## TASK DIRECTIONS
The data must be transcribed exactly, with no line missing.

## SUPPLIED MATERIAL

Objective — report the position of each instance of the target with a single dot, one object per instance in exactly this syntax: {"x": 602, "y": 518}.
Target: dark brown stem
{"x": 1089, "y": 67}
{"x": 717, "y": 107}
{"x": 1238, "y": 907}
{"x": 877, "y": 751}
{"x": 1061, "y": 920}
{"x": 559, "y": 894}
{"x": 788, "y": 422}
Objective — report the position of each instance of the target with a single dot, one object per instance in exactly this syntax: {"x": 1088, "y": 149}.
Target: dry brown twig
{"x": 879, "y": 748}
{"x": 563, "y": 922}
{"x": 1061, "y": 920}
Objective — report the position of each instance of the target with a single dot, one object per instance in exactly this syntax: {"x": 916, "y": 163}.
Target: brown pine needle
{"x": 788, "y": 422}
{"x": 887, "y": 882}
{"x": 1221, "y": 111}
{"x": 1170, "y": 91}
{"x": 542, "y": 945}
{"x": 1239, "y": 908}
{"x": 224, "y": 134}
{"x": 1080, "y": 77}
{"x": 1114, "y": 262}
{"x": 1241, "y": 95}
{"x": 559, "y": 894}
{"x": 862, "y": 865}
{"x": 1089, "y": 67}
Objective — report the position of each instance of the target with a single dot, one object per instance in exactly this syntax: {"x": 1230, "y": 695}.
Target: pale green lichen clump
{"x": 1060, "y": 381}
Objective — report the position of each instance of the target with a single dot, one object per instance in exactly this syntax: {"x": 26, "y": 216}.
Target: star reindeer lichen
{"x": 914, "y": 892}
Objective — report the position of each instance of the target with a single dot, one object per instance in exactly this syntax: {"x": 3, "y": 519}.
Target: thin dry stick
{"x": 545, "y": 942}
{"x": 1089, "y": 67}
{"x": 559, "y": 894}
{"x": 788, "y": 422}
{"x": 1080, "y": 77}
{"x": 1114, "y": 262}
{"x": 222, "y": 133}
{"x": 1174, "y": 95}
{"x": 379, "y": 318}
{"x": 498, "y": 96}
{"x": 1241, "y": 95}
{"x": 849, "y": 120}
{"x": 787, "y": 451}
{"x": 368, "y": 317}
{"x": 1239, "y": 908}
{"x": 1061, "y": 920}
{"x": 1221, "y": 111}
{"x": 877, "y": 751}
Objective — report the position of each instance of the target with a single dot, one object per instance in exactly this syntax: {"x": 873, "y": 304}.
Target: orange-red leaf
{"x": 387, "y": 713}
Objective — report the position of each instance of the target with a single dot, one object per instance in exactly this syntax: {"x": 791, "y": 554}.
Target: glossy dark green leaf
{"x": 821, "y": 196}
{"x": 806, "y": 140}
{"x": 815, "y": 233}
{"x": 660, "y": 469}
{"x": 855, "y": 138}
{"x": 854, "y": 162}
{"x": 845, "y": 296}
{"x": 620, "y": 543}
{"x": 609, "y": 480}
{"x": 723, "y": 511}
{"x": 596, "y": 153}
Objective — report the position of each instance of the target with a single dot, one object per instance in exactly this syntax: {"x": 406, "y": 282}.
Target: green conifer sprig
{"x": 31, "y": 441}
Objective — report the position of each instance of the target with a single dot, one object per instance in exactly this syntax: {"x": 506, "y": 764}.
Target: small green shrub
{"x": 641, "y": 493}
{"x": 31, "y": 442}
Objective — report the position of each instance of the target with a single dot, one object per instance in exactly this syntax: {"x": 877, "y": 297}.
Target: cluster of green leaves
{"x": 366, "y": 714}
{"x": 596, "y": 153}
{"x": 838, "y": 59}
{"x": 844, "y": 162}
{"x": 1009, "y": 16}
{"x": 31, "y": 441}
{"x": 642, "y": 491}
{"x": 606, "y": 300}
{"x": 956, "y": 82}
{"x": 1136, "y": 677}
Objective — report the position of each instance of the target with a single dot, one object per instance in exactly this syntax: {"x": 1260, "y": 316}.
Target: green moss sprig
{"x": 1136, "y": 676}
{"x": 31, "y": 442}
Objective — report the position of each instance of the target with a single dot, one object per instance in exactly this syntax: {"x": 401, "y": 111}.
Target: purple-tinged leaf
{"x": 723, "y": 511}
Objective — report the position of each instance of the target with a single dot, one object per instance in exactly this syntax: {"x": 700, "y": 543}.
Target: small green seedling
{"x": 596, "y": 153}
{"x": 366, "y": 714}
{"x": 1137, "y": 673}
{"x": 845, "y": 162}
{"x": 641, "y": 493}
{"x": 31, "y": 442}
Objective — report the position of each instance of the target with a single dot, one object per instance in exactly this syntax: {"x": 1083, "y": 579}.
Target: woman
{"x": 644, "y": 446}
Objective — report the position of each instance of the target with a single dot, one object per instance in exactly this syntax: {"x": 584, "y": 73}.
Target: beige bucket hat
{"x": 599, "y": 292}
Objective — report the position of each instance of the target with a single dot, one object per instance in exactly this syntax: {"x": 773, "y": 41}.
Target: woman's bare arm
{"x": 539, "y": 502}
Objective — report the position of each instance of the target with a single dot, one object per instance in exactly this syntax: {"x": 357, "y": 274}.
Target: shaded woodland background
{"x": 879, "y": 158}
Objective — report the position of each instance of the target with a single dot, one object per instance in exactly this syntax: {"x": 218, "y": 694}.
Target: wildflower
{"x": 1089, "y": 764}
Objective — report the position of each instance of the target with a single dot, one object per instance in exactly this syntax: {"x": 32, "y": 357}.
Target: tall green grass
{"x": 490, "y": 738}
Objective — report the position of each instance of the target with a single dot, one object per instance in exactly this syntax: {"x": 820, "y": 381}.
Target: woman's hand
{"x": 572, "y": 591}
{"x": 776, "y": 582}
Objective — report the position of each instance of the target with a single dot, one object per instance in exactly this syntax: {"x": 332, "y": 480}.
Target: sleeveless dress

## THE ANSWER
Objective — report the position of each instance of the target with a single dot, one object per instance in exactly this syntax: {"x": 602, "y": 518}.
Target: dark brown stem
{"x": 1089, "y": 67}
{"x": 717, "y": 107}
{"x": 1238, "y": 907}
{"x": 877, "y": 751}
{"x": 1061, "y": 920}
{"x": 559, "y": 894}
{"x": 788, "y": 422}
Objective — report the position of each instance of the target with a single dot, one object per instance in exactly this syntax: {"x": 1088, "y": 149}.
Target: dry brown twig
{"x": 879, "y": 748}
{"x": 563, "y": 922}
{"x": 1061, "y": 920}
Objective — report the position of each instance of the target with a single dot, one object per instance in exactly this syntax: {"x": 916, "y": 163}.
Target: brown pine needle
{"x": 788, "y": 422}
{"x": 887, "y": 882}
{"x": 1221, "y": 111}
{"x": 1170, "y": 91}
{"x": 542, "y": 945}
{"x": 1239, "y": 908}
{"x": 224, "y": 134}
{"x": 1080, "y": 77}
{"x": 1114, "y": 262}
{"x": 1241, "y": 95}
{"x": 559, "y": 894}
{"x": 862, "y": 865}
{"x": 1089, "y": 67}
Objective — report the position of each instance of the target with a single dot, one object per instance in exactly this syntax: {"x": 1230, "y": 695}.
Target: pale green lichen clump
{"x": 1060, "y": 381}
Objective — report the position of each instance of the target with a single dot, one object per instance in exactly this syntax: {"x": 26, "y": 216}.
Target: star reindeer lichen
{"x": 914, "y": 892}
Objective — report the position of each instance of the target with a single dot, one object per instance in exactly this syntax: {"x": 3, "y": 519}.
Target: thin dry stick
{"x": 545, "y": 942}
{"x": 1089, "y": 67}
{"x": 559, "y": 894}
{"x": 788, "y": 422}
{"x": 1080, "y": 77}
{"x": 1114, "y": 262}
{"x": 222, "y": 133}
{"x": 1174, "y": 95}
{"x": 379, "y": 318}
{"x": 498, "y": 96}
{"x": 1241, "y": 95}
{"x": 849, "y": 120}
{"x": 787, "y": 451}
{"x": 368, "y": 317}
{"x": 1239, "y": 908}
{"x": 1061, "y": 920}
{"x": 1221, "y": 111}
{"x": 877, "y": 751}
Objective — report the position of each instance of the target with a single dot, one object per instance in exactly this syntax: {"x": 873, "y": 304}.
Target: orange-red leaf
{"x": 387, "y": 713}
Objective — report the position of each instance of the target with a single dot, one object per instance in exactly this syntax: {"x": 791, "y": 554}.
Target: glossy dark green leaf
{"x": 821, "y": 196}
{"x": 806, "y": 140}
{"x": 815, "y": 233}
{"x": 660, "y": 469}
{"x": 855, "y": 138}
{"x": 854, "y": 162}
{"x": 845, "y": 296}
{"x": 620, "y": 543}
{"x": 609, "y": 480}
{"x": 723, "y": 511}
{"x": 596, "y": 153}
Objective — report the position of each instance of the target with a single dot, one object per instance in exactly this syntax: {"x": 406, "y": 282}.
Target: green conifer sprig
{"x": 31, "y": 441}
Objective — report the position of each instance of the target with a single dot, one object per instance in exactly this syntax: {"x": 506, "y": 764}.
Target: small green shrub
{"x": 641, "y": 493}
{"x": 31, "y": 442}
Objective — report the position of each instance of the target with a single dot, one object per instance in exactly this syntax: {"x": 877, "y": 297}.
Target: cluster of green leaves
{"x": 366, "y": 714}
{"x": 596, "y": 153}
{"x": 838, "y": 59}
{"x": 844, "y": 162}
{"x": 1009, "y": 16}
{"x": 31, "y": 441}
{"x": 642, "y": 491}
{"x": 606, "y": 300}
{"x": 956, "y": 82}
{"x": 1136, "y": 677}
Objective — report the position of each instance of the target with a single dot, one object per instance in exactly this syntax: {"x": 1260, "y": 316}.
Target: green moss sprig
{"x": 1136, "y": 676}
{"x": 31, "y": 442}
Objective — report the position of each instance of the target with a single dot, one object per instance in exactly this syntax: {"x": 401, "y": 111}.
Target: purple-tinged leaf
{"x": 723, "y": 511}
Objective — report the position of each instance of the target with a single dot, one object per instance in exactly this syntax: {"x": 700, "y": 543}.
Target: small green seedling
{"x": 596, "y": 153}
{"x": 366, "y": 714}
{"x": 1137, "y": 673}
{"x": 845, "y": 162}
{"x": 641, "y": 493}
{"x": 31, "y": 442}
Objective — report the position of each instance of the target with a single dot, one object per instance in exactly this syntax: {"x": 1083, "y": 579}.
Target: woman
{"x": 644, "y": 446}
Objective — report the position of each instance of the target with a single dot, one object per instance in exactly this syntax: {"x": 584, "y": 73}.
Target: beige bucket hat
{"x": 599, "y": 292}
Objective — report the position of each instance of the target with a single dot, one object per instance in exactly this syntax: {"x": 773, "y": 41}.
Target: woman's bare arm
{"x": 539, "y": 502}
Objective — report the position of each instance of the target with a single dot, one object per instance in exactly this syntax: {"x": 357, "y": 274}.
Target: shaded woodland background
{"x": 879, "y": 158}
Objective — report the position of each instance of the target with a single dot, one object per instance in exactly this syntax: {"x": 218, "y": 694}.
Target: wildflower
{"x": 1089, "y": 764}
Objective — report the position of each instance of the target with a single dot, one object per instance in exactly this syntax: {"x": 32, "y": 357}.
Target: tall green grass
{"x": 490, "y": 738}
Objective — report the position of each instance of the target with a single dot, one object per instance in exactly this syntax: {"x": 820, "y": 381}.
Target: woman's hand
{"x": 572, "y": 591}
{"x": 776, "y": 582}
Objective — report the position of each instance of the target with a single dot, one object per instance in exactly this syntax: {"x": 332, "y": 480}.
Target: sleeveless dress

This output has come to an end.